===== Data records =====
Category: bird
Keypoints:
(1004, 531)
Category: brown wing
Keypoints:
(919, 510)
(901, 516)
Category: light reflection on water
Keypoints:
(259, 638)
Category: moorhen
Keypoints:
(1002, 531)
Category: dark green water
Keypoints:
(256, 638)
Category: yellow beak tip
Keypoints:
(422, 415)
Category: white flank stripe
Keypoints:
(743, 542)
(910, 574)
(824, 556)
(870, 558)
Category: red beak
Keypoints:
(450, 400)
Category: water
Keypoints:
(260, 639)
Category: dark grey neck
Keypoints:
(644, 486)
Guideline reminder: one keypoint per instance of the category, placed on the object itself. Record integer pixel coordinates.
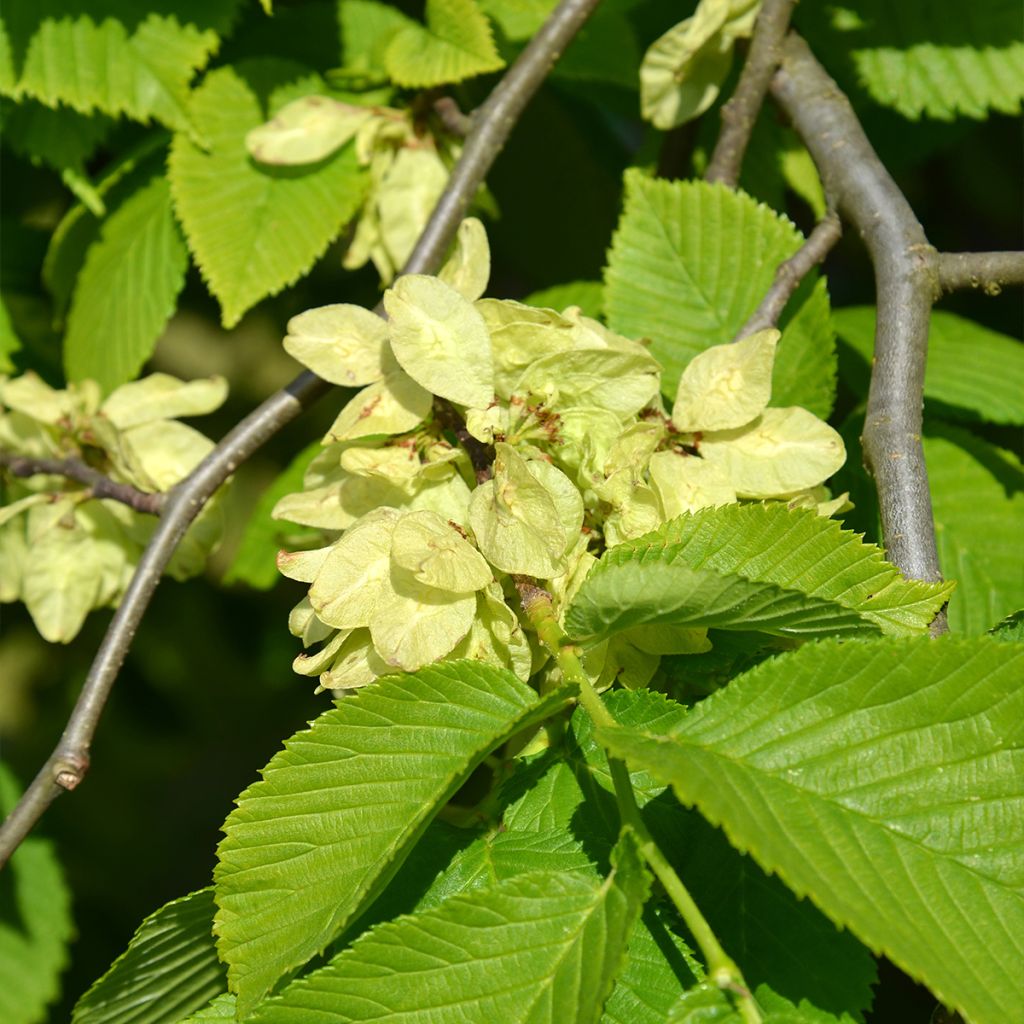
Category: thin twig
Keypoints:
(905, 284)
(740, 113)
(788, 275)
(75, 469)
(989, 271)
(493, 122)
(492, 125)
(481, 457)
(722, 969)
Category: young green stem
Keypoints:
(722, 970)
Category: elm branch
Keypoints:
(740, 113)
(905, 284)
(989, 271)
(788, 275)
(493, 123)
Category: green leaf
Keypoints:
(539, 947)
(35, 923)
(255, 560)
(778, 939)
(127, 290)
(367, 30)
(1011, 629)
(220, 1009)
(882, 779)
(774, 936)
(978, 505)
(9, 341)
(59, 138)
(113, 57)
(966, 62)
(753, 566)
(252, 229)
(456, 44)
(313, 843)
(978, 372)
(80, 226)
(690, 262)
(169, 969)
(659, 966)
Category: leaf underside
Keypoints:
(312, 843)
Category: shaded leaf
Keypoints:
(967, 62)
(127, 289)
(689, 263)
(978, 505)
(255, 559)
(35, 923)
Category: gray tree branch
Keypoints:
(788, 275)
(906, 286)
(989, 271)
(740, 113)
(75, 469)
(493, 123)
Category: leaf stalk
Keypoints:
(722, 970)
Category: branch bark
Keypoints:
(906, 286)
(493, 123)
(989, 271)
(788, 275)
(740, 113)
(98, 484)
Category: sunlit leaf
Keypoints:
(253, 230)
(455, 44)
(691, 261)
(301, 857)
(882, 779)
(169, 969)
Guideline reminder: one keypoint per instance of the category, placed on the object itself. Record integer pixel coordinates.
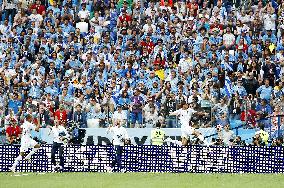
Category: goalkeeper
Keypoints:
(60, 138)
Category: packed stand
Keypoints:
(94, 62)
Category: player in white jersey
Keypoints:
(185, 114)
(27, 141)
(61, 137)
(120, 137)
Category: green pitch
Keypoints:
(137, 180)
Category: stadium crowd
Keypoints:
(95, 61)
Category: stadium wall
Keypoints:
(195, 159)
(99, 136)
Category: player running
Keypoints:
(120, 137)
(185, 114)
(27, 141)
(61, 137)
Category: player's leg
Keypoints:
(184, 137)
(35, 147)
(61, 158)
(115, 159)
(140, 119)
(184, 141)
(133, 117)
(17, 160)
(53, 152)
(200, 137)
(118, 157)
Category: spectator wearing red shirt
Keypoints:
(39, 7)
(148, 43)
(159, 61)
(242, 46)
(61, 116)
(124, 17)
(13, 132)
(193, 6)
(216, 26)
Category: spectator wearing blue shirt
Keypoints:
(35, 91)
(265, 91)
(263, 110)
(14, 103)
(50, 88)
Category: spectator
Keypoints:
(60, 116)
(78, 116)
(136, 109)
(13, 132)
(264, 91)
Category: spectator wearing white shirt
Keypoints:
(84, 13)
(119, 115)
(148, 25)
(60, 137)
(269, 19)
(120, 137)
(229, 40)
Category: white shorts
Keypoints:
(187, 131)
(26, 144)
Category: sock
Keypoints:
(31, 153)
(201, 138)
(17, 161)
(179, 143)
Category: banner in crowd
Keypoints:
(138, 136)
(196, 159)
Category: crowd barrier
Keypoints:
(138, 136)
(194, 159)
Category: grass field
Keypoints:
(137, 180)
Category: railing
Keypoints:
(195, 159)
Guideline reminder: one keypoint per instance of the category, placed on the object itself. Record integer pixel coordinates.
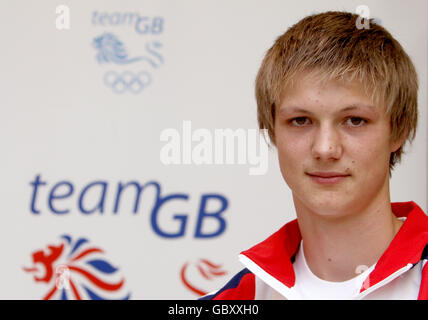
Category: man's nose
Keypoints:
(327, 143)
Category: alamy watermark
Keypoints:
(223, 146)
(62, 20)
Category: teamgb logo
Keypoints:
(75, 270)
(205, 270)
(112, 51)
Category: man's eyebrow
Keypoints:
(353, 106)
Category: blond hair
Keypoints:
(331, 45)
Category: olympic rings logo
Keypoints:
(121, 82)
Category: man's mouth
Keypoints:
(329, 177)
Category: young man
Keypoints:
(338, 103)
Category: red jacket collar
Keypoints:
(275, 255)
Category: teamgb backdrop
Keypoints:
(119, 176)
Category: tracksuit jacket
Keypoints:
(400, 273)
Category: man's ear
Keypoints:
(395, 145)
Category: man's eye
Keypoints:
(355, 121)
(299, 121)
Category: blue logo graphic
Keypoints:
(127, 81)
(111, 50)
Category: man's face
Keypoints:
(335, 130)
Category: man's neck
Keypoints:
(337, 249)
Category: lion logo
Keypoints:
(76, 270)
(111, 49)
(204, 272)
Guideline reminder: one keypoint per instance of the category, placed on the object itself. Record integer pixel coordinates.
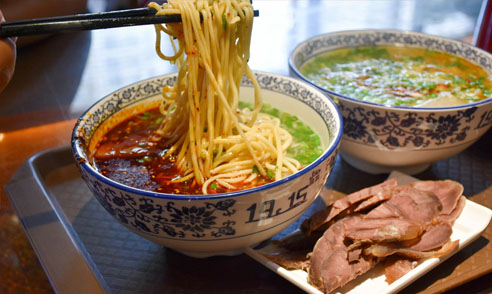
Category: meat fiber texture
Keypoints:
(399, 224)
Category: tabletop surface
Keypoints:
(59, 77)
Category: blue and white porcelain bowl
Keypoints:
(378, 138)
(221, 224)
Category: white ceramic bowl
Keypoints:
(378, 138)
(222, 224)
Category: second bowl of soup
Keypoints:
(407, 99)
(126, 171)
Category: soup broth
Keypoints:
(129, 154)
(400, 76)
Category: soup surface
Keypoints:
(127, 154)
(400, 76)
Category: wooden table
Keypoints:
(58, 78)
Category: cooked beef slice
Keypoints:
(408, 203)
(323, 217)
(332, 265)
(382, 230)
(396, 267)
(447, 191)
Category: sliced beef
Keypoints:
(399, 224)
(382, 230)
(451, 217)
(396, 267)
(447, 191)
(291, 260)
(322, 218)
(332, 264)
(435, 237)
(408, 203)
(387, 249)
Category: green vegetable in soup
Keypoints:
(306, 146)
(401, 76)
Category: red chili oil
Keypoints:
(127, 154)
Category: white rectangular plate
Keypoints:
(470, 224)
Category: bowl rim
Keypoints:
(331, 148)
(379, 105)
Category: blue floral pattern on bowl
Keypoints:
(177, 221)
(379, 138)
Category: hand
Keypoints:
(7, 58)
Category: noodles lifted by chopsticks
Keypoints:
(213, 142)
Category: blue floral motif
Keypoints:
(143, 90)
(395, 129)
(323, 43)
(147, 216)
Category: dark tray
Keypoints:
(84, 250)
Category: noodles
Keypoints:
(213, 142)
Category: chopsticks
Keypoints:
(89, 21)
=====
Transcribe all of the records above character for character. Exclude the pictures.

Task output:
Category: bird
Keypoints:
(1004, 531)
Category: brown wing
Keypoints:
(919, 510)
(901, 516)
Category: light reflection on water
Keypoints:
(259, 638)
Category: moorhen
Keypoints:
(1002, 531)
Category: dark green water
Keypoints:
(256, 638)
Category: yellow beak tip
Keypoints:
(422, 415)
Category: white flank stripe
Keypoints:
(743, 542)
(910, 574)
(824, 556)
(870, 558)
Category: red beak
Keypoints:
(450, 400)
Category: water
Keypoints:
(260, 639)
Category: dark grey neck
Keypoints:
(644, 486)
Guideline reminder: one keypoint per instance of the category, placed on the object itself. Record integer pixel coordinates.
Category: thin twig
Keypoints:
(905, 284)
(740, 113)
(788, 275)
(75, 469)
(989, 271)
(493, 122)
(492, 125)
(481, 457)
(722, 969)
Category: young green stem
Keypoints:
(722, 970)
Category: elm branch
Keypoints:
(740, 113)
(905, 284)
(989, 271)
(788, 275)
(493, 123)
Category: green leaf
Keypoints:
(539, 947)
(35, 923)
(255, 560)
(778, 939)
(127, 290)
(367, 30)
(1011, 629)
(220, 1009)
(882, 779)
(774, 936)
(978, 505)
(9, 341)
(59, 138)
(113, 57)
(966, 62)
(753, 566)
(252, 229)
(456, 44)
(313, 843)
(978, 372)
(80, 226)
(690, 262)
(169, 969)
(659, 966)
Category: leaf underside
Keypoints:
(312, 843)
Category: shaded leaf
Keypoints:
(967, 62)
(127, 289)
(689, 263)
(978, 505)
(255, 559)
(35, 923)
Category: gray tree branch
Keypoints:
(788, 275)
(906, 286)
(989, 271)
(740, 113)
(75, 469)
(493, 123)
Category: leaf stalk
Keypoints:
(722, 970)
Category: branch bark
Keypoints:
(906, 286)
(493, 123)
(989, 271)
(788, 275)
(740, 113)
(98, 484)
Category: sunlit leaf
Keypoints:
(253, 230)
(455, 44)
(691, 261)
(301, 857)
(882, 779)
(169, 969)
Guideline reminder: one keypoint per instance of the category, placed on the object itself. Record integer pixel coordinates.
Category: goalkeeper
Keypoints:
(60, 138)
Category: packed stand
Keypoints:
(94, 62)
Category: player in white jersey
Keypoints:
(185, 114)
(27, 141)
(61, 137)
(120, 137)
Category: green pitch
Keypoints:
(137, 180)
Category: stadium crowd
Keypoints:
(95, 61)
Category: stadium wall
Keypoints:
(195, 159)
(99, 136)
Category: player running
Keypoints:
(120, 137)
(185, 114)
(27, 141)
(61, 137)
Category: player's leg
Keypoints:
(184, 137)
(35, 147)
(61, 158)
(115, 159)
(140, 119)
(184, 141)
(133, 117)
(17, 160)
(53, 152)
(200, 137)
(118, 157)
Category: spectator wearing red shirt
Keypoints:
(39, 7)
(148, 43)
(159, 61)
(242, 46)
(61, 116)
(124, 17)
(13, 132)
(193, 6)
(216, 26)
Category: spectator wearing blue shirt
Keypoints:
(35, 91)
(265, 91)
(263, 110)
(14, 103)
(50, 88)
Category: spectator
Keypoints:
(60, 116)
(78, 116)
(136, 109)
(13, 132)
(264, 91)
Category: spectator wearing white shirt
Keypoints:
(84, 13)
(119, 115)
(148, 25)
(60, 137)
(269, 19)
(120, 137)
(229, 40)
Category: white shorts
Keypoints:
(187, 131)
(26, 144)
Category: sock
Keypoints:
(31, 153)
(201, 138)
(17, 161)
(179, 143)
Category: banner in crowd
Keypoints:
(138, 136)
(196, 159)
Category: crowd barrier
Keypoints:
(138, 136)
(194, 159)
Category: grass field
Keypoints:
(137, 180)
Category: railing
Keypoints:
(195, 159)
Guideline reminder: one keypoint per instance of the category, placed on the object itself. Record integer pixel coordinates.
Category: man's nose
Keypoints:
(327, 143)
Category: alamy watermark
Keypoints:
(223, 146)
(62, 20)
Category: teamgb logo
Keypoints:
(75, 270)
(205, 270)
(112, 51)
Category: man's eyebrow
Keypoints:
(353, 106)
Category: blond hair
Keypoints:
(331, 45)
Category: olympic rings logo
Keypoints:
(121, 82)
Category: man's mouth
Keypoints:
(329, 177)
Category: young man
Keypoints:
(338, 103)
Category: red jacket collar
Keypoints:
(275, 255)
Category: teamgb backdrop
Keypoints:
(119, 176)
Category: tracksuit jacket
Keypoints:
(400, 273)
Category: man's ear
Keypoints:
(395, 145)
Category: man's eye
Keypoints:
(355, 121)
(299, 121)
Category: blue logo graphic
Keypoints:
(127, 81)
(111, 50)
Category: man's face
Keypoints:
(335, 130)
Category: man's neck
Keypoints:
(337, 249)
Category: lion logo
Keypoints:
(76, 270)
(111, 49)
(204, 272)
Guideline reminder: one keypoint per instance of the category, placed on the object itself. Record integer pixel coordinates.
Category: meat fiber texture
Keypoints:
(399, 224)
Category: tabletop surface
Keypoints:
(59, 77)
Category: blue and white porcelain bowl
Keypoints:
(378, 138)
(221, 224)
Category: white ceramic bowl
Keypoints:
(378, 138)
(222, 224)
Category: second bowl of soup
Keypoints:
(407, 99)
(126, 171)
Category: soup broth
Keypoints:
(129, 154)
(400, 76)
Category: soup surface
Keypoints:
(127, 154)
(400, 76)
Category: wooden table
Keypoints:
(58, 78)
Category: cooked beef slice
Keypoints:
(408, 203)
(323, 217)
(332, 265)
(382, 230)
(396, 267)
(447, 191)
Category: sliced beef
Keypoints:
(399, 224)
(382, 230)
(451, 217)
(396, 267)
(447, 191)
(291, 260)
(322, 218)
(332, 264)
(435, 237)
(408, 203)
(387, 249)
Category: green vegetable in soup
Keypoints:
(306, 146)
(401, 76)
Category: red chili oil
Keypoints:
(127, 154)
Category: white rectangular plate
Keypoints:
(470, 224)
Category: bowl rim
Keypoints:
(331, 148)
(379, 105)
Category: blue floral pattern on bowl
Keypoints:
(177, 221)
(379, 138)
Category: hand
Keypoints:
(7, 58)
Category: noodles lifted by chopsticks
Keypoints:
(213, 142)
Category: blue floral motif
Keypoints:
(143, 90)
(395, 129)
(323, 43)
(147, 216)
Category: dark tray
Keypoints:
(84, 250)
Category: noodles
Keypoints:
(213, 142)
Category: chopsticks
Keypoints:
(89, 21)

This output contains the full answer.